Data excerpts:

------------

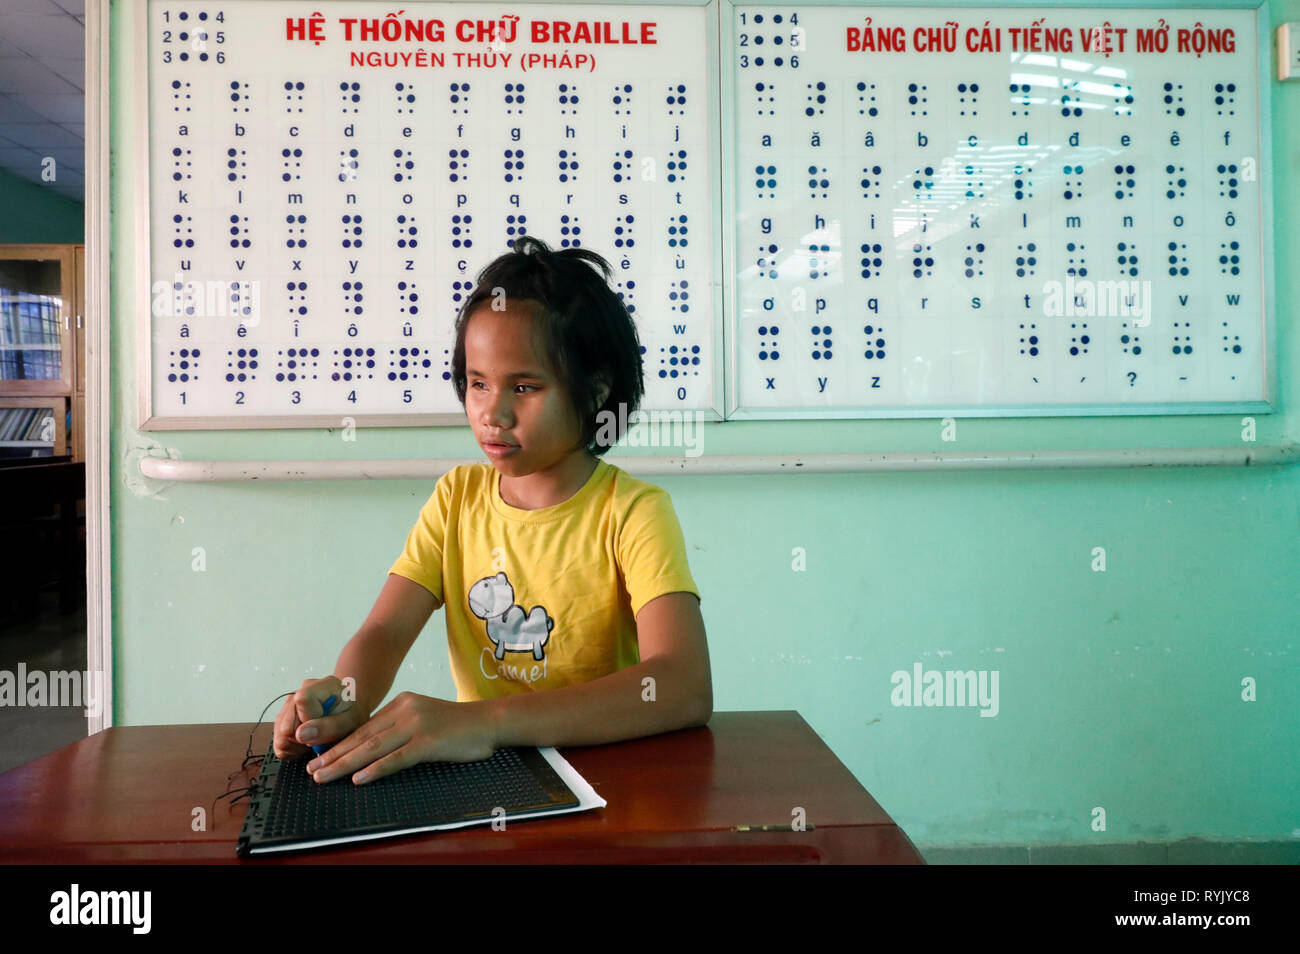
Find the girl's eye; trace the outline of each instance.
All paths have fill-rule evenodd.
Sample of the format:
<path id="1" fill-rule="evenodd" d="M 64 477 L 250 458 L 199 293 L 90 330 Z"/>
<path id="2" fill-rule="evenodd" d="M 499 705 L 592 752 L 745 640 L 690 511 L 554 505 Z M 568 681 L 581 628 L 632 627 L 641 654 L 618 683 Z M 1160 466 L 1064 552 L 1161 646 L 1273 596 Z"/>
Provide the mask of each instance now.
<path id="1" fill-rule="evenodd" d="M 471 381 L 471 382 L 469 383 L 470 388 L 478 388 L 480 385 L 481 385 L 482 387 L 487 387 L 487 382 L 486 382 L 486 381 Z M 536 385 L 536 384 L 516 384 L 516 385 L 515 385 L 515 389 L 518 390 L 519 388 L 527 388 L 529 391 L 536 391 L 536 390 L 539 389 L 539 385 Z"/>

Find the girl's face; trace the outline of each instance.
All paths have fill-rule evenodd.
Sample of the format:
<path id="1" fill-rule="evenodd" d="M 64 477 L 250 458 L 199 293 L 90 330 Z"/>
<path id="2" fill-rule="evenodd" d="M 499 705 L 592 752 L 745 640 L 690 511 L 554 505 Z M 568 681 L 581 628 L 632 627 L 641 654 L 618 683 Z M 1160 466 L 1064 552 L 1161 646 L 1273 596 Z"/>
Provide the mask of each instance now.
<path id="1" fill-rule="evenodd" d="M 506 477 L 550 470 L 575 454 L 582 425 L 568 392 L 532 339 L 522 303 L 476 309 L 465 329 L 465 414 L 474 437 Z"/>

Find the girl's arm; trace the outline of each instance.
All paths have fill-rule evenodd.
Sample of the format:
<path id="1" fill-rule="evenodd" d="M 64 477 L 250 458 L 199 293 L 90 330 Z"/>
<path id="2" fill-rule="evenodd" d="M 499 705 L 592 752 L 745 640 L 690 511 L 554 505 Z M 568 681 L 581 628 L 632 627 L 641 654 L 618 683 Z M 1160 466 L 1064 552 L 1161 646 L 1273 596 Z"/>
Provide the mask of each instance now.
<path id="1" fill-rule="evenodd" d="M 641 662 L 600 679 L 481 703 L 498 746 L 600 745 L 704 725 L 713 677 L 700 602 L 666 593 L 636 617 Z"/>
<path id="2" fill-rule="evenodd" d="M 308 679 L 285 700 L 275 720 L 275 754 L 296 758 L 307 750 L 306 743 L 333 742 L 346 737 L 366 722 L 383 702 L 393 677 L 406 658 L 411 644 L 432 615 L 437 600 L 418 583 L 390 573 L 370 615 L 356 635 L 348 640 L 334 666 L 340 681 L 355 680 L 356 699 L 330 716 L 312 717 L 327 695 L 333 695 L 332 680 Z M 353 711 L 355 707 L 356 711 Z M 304 736 L 299 734 L 313 733 Z"/>
<path id="3" fill-rule="evenodd" d="M 695 594 L 651 600 L 636 627 L 642 661 L 635 666 L 578 686 L 479 702 L 403 692 L 307 771 L 318 782 L 351 776 L 361 785 L 416 762 L 485 759 L 507 745 L 600 745 L 704 725 L 713 715 L 713 679 Z M 378 673 L 372 677 L 383 691 L 367 695 L 368 703 L 383 698 L 395 671 L 396 663 L 384 670 L 382 686 Z"/>
<path id="4" fill-rule="evenodd" d="M 334 675 L 356 680 L 357 704 L 369 716 L 384 701 L 412 644 L 437 607 L 432 593 L 396 573 L 375 600 L 370 615 L 339 653 Z"/>

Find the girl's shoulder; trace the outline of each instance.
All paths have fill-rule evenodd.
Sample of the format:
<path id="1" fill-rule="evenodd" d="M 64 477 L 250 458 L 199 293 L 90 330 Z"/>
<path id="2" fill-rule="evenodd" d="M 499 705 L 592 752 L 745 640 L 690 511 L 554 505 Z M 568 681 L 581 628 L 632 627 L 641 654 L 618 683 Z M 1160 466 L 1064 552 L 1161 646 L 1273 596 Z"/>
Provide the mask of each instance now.
<path id="1" fill-rule="evenodd" d="M 609 468 L 610 497 L 615 510 L 627 513 L 634 509 L 672 509 L 672 498 L 658 484 L 634 477 L 614 464 L 602 463 Z"/>
<path id="2" fill-rule="evenodd" d="M 492 465 L 484 461 L 476 461 L 470 464 L 457 464 L 451 468 L 439 479 L 438 483 L 446 483 L 449 487 L 471 487 L 481 486 L 489 482 L 493 472 Z"/>
<path id="3" fill-rule="evenodd" d="M 487 493 L 492 488 L 492 465 L 484 463 L 457 464 L 441 477 L 429 495 L 429 506 L 447 510 L 454 502 Z"/>

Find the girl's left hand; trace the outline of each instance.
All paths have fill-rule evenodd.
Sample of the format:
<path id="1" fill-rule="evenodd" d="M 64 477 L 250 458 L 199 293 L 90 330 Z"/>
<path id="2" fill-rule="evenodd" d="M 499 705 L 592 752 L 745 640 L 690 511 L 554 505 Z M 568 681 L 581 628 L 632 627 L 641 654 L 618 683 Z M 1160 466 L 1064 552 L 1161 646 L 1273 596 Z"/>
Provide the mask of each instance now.
<path id="1" fill-rule="evenodd" d="M 417 762 L 476 762 L 488 758 L 496 747 L 492 723 L 481 703 L 403 692 L 369 722 L 308 762 L 307 771 L 317 782 L 353 772 L 353 782 L 373 782 Z"/>

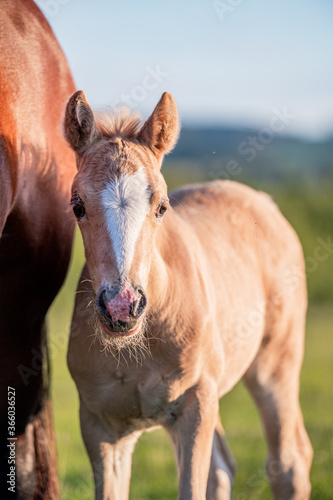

------------

● Task description: Set the entries down exactly, but not the pictures.

● Exercise output:
Find the girl's eye; trace the outline of each instance.
All paths have fill-rule evenodd.
Sample of the format:
<path id="1" fill-rule="evenodd" d="M 64 477 L 250 458 L 199 293 L 90 330 Z"/>
<path id="2" fill-rule="evenodd" d="M 499 705 L 592 752 L 745 640 L 690 511 L 554 505 Z M 568 681 L 581 628 L 632 627 L 641 654 L 618 683 Z M 1160 466 L 1064 552 L 1161 646 L 1273 596 Z"/>
Provide the mask of each instance now.
<path id="1" fill-rule="evenodd" d="M 471 381 L 471 382 L 469 383 L 470 388 L 478 388 L 480 385 L 481 385 L 482 387 L 487 387 L 487 382 L 486 382 L 486 381 Z M 536 385 L 536 384 L 516 384 L 516 385 L 515 385 L 515 389 L 518 390 L 519 388 L 527 388 L 529 391 L 536 391 L 536 390 L 539 389 L 539 385 Z"/>

Find the girl's face; trace the outline of each instance.
All paths have fill-rule evenodd.
Sample of the format:
<path id="1" fill-rule="evenodd" d="M 64 477 L 250 458 L 199 293 L 90 330 Z"/>
<path id="2" fill-rule="evenodd" d="M 499 705 L 592 752 L 745 640 L 690 511 L 554 505 Z M 568 681 L 581 628 L 632 627 L 641 654 L 618 683 Z M 1160 466 L 1064 552 L 1161 646 L 1273 596 Z"/>
Provide the mask of each instance now.
<path id="1" fill-rule="evenodd" d="M 506 477 L 550 470 L 575 454 L 582 425 L 568 392 L 532 339 L 522 303 L 476 309 L 465 329 L 465 414 L 474 437 Z"/>

Find the girl's arm; trace the outline of each instance.
All paths have fill-rule evenodd.
Sample of the format:
<path id="1" fill-rule="evenodd" d="M 64 477 L 250 458 L 199 293 L 90 330 Z"/>
<path id="2" fill-rule="evenodd" d="M 499 705 L 592 752 L 745 640 L 690 511 L 554 505 Z M 568 681 L 581 628 L 632 627 L 641 654 L 618 683 Z M 1160 466 L 1064 552 L 1161 646 L 1273 596 Z"/>
Provide the mask of each instance now.
<path id="1" fill-rule="evenodd" d="M 641 662 L 600 679 L 481 703 L 498 746 L 600 745 L 704 725 L 713 677 L 700 602 L 666 593 L 636 617 Z"/>
<path id="2" fill-rule="evenodd" d="M 308 679 L 285 700 L 275 720 L 275 754 L 296 758 L 307 750 L 306 743 L 333 742 L 346 737 L 366 722 L 383 702 L 393 677 L 406 658 L 411 644 L 432 615 L 437 600 L 418 583 L 390 573 L 370 615 L 356 635 L 348 640 L 334 666 L 340 681 L 355 680 L 356 699 L 330 716 L 312 717 L 327 695 L 333 695 L 332 680 Z M 353 711 L 355 707 L 356 711 Z M 304 736 L 299 734 L 313 733 Z"/>
<path id="3" fill-rule="evenodd" d="M 695 594 L 651 600 L 636 627 L 642 661 L 635 666 L 578 686 L 479 702 L 403 692 L 307 771 L 318 782 L 351 776 L 361 785 L 416 762 L 485 759 L 507 745 L 600 745 L 704 725 L 713 715 L 713 679 Z M 378 673 L 372 677 L 383 691 L 367 695 L 368 703 L 383 698 L 395 671 L 396 663 L 384 670 L 382 686 Z"/>
<path id="4" fill-rule="evenodd" d="M 334 675 L 356 680 L 357 704 L 369 716 L 384 701 L 412 644 L 437 607 L 432 593 L 396 573 L 375 600 L 370 615 L 339 653 Z"/>

Find the girl's shoulder; trace the outline of each instance.
All paths have fill-rule evenodd.
Sample of the format:
<path id="1" fill-rule="evenodd" d="M 64 477 L 250 458 L 199 293 L 90 330 Z"/>
<path id="2" fill-rule="evenodd" d="M 499 705 L 592 752 L 745 640 L 690 511 L 554 505 Z M 568 681 L 581 628 L 632 627 L 641 654 L 618 683 Z M 1160 466 L 1064 552 L 1161 646 L 1273 596 Z"/>
Provide the mask of each instance now.
<path id="1" fill-rule="evenodd" d="M 609 468 L 610 497 L 615 510 L 627 513 L 634 509 L 672 509 L 672 498 L 658 484 L 634 477 L 614 464 L 602 463 Z"/>
<path id="2" fill-rule="evenodd" d="M 492 465 L 484 461 L 476 461 L 470 464 L 457 464 L 451 468 L 439 479 L 438 483 L 446 483 L 449 487 L 471 487 L 481 486 L 489 482 L 493 472 Z"/>
<path id="3" fill-rule="evenodd" d="M 487 493 L 492 488 L 492 465 L 484 463 L 457 464 L 441 477 L 429 495 L 429 506 L 447 510 L 454 502 Z"/>

Find the girl's left hand; trace the outline of each instance.
All paths have fill-rule evenodd.
Sample of the format:
<path id="1" fill-rule="evenodd" d="M 64 477 L 250 458 L 199 293 L 90 330 Z"/>
<path id="2" fill-rule="evenodd" d="M 499 705 L 592 752 L 745 640 L 690 511 L 554 505 Z M 568 681 L 581 628 L 632 627 L 641 654 L 618 683 Z M 1160 466 L 1064 552 L 1161 646 L 1273 596 Z"/>
Provide the mask of each instance now.
<path id="1" fill-rule="evenodd" d="M 417 762 L 476 762 L 488 758 L 496 747 L 492 723 L 481 703 L 403 692 L 369 722 L 308 762 L 307 771 L 317 782 L 353 772 L 353 782 L 373 782 Z"/>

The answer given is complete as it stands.